[Data excerpts]
"""

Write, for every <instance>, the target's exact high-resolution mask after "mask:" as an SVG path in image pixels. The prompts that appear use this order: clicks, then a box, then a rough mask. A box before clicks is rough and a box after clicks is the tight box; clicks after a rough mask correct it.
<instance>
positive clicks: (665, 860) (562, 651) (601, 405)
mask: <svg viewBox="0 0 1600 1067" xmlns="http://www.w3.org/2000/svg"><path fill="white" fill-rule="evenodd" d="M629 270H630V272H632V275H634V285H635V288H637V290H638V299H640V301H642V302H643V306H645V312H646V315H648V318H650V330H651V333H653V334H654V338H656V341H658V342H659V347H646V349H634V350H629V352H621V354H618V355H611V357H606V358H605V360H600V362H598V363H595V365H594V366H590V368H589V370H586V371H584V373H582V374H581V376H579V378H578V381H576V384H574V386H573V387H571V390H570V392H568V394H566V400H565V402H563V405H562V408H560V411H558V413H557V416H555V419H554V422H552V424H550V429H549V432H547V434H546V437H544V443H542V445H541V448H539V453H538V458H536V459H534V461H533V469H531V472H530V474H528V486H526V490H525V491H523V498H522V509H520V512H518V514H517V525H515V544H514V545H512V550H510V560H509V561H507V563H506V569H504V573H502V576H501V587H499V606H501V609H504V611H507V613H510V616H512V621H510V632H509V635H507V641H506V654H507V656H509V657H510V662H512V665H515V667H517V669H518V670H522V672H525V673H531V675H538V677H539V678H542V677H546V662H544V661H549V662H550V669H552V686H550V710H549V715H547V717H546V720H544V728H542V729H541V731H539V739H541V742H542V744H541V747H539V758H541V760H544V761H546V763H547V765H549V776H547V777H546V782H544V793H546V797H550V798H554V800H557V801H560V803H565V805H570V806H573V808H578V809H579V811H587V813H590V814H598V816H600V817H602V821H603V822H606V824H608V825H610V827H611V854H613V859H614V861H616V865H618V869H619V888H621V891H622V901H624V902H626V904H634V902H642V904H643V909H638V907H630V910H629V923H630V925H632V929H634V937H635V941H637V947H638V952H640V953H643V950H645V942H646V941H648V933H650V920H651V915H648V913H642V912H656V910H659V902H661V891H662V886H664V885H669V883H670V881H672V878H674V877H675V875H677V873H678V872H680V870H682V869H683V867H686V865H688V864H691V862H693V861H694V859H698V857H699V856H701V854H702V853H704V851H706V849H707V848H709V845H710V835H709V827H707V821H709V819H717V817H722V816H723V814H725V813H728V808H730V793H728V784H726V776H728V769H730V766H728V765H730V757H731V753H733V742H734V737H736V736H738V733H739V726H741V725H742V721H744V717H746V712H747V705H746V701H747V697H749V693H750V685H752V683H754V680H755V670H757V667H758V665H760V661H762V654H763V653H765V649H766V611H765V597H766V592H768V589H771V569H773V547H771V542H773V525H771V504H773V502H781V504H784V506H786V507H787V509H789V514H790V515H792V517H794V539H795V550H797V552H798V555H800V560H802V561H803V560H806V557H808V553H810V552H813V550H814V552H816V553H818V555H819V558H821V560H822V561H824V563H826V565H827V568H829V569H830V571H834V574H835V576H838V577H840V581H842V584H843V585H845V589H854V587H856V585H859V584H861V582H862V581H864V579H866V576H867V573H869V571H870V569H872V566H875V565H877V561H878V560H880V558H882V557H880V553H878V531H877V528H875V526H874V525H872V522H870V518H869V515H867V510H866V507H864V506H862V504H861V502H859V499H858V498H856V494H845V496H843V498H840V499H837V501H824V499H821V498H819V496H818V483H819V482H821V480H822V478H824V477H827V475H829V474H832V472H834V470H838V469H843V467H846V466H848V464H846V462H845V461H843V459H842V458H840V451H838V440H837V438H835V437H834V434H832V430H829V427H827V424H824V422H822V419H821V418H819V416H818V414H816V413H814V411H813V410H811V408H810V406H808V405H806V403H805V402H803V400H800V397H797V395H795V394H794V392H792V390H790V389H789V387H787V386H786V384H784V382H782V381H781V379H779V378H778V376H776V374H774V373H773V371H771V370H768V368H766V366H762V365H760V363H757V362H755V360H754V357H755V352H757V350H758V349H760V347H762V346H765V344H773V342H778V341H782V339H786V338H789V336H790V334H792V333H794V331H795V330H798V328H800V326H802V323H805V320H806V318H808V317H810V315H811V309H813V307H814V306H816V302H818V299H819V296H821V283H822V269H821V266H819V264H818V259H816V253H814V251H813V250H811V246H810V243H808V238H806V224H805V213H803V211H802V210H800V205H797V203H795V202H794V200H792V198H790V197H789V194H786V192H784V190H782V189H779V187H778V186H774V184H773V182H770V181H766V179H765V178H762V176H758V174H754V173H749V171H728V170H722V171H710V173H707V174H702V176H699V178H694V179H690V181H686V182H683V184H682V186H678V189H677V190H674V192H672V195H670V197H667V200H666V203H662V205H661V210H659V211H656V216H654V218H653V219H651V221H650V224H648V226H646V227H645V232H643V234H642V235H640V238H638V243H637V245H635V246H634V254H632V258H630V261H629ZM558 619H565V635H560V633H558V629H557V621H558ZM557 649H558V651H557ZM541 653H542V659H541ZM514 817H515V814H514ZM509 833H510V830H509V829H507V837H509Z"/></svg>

"""
"""

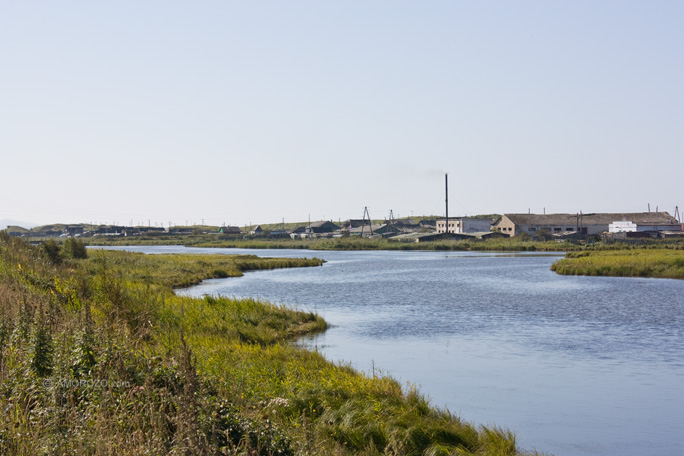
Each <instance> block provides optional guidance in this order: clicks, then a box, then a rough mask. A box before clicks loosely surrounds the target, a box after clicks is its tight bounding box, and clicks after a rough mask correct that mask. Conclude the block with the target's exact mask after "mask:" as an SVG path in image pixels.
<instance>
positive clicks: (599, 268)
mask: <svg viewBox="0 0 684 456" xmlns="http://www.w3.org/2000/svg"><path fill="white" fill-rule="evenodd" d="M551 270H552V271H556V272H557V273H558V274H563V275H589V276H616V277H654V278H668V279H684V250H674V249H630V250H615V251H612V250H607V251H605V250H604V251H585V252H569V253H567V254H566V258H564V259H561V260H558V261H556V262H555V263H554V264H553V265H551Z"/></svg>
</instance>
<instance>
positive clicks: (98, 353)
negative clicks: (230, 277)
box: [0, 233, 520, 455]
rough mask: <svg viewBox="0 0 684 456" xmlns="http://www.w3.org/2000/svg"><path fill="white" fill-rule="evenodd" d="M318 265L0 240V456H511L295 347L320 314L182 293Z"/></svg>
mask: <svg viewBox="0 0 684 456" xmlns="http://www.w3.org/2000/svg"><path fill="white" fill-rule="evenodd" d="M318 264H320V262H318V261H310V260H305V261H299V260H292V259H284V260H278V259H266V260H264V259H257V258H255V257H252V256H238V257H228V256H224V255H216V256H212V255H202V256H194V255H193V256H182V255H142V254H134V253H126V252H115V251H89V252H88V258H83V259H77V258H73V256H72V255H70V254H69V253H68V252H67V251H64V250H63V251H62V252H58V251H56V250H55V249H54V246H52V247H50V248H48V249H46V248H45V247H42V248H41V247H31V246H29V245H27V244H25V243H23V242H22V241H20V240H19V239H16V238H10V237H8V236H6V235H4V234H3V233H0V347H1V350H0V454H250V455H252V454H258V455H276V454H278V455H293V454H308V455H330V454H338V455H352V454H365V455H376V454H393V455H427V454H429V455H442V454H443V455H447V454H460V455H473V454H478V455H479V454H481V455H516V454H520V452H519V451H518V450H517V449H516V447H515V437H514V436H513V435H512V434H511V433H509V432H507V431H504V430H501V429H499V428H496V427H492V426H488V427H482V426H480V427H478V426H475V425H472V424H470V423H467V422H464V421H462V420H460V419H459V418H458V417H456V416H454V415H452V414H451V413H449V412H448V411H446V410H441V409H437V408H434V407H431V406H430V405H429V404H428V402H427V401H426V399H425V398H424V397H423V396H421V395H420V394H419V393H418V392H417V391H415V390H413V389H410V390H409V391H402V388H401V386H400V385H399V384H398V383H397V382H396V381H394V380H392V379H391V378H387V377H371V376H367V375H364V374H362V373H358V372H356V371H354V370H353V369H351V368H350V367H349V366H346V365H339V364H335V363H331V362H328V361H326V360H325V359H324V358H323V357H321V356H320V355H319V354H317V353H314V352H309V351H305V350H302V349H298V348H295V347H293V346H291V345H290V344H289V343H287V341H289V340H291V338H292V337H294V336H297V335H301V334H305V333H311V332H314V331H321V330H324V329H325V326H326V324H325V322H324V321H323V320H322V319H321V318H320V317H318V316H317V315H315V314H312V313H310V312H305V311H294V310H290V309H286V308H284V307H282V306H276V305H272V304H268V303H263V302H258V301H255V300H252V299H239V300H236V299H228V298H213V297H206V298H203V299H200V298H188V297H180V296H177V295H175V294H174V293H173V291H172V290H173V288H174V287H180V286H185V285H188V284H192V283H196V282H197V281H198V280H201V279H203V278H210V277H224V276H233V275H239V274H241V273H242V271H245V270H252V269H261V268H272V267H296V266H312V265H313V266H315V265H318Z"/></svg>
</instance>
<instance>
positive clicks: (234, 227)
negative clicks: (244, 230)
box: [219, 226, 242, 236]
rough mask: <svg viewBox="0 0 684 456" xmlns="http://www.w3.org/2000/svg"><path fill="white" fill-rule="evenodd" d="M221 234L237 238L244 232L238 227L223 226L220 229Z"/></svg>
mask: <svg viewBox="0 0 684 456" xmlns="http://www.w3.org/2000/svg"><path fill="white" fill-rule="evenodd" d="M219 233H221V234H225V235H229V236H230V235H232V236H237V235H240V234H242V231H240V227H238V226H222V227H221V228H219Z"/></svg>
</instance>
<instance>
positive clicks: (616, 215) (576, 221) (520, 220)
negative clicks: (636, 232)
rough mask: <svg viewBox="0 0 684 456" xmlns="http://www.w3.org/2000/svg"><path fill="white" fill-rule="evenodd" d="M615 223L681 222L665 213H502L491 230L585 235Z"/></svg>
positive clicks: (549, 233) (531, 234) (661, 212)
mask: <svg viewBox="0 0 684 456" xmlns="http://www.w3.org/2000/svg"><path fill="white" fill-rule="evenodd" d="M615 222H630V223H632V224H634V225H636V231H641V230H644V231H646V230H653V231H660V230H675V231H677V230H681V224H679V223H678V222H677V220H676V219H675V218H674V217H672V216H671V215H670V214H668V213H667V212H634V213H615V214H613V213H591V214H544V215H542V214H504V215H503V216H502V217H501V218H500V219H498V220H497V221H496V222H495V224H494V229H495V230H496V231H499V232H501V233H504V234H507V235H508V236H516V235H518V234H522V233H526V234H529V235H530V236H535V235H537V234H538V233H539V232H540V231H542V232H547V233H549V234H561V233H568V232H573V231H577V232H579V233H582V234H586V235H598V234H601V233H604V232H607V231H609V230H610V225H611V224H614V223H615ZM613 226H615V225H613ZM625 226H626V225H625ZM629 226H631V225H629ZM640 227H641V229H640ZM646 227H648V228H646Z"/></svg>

"""

[Your task]
Write out, character for character, the records from the line with "Write, for every" up to and including the line with "positive clicks: (665, 860)".

[Response box]
Write, for every <instance>, the target's exact high-resolution mask after "mask:" as an SVG path in image pixels. The prompts that appear use this order: clicks, then a box, then a rough mask. A box before clicks is rough and a box after clicks is the tight box; clicks after a rough mask correct it.
<instance>
positive clicks: (665, 860) (562, 651) (601, 405)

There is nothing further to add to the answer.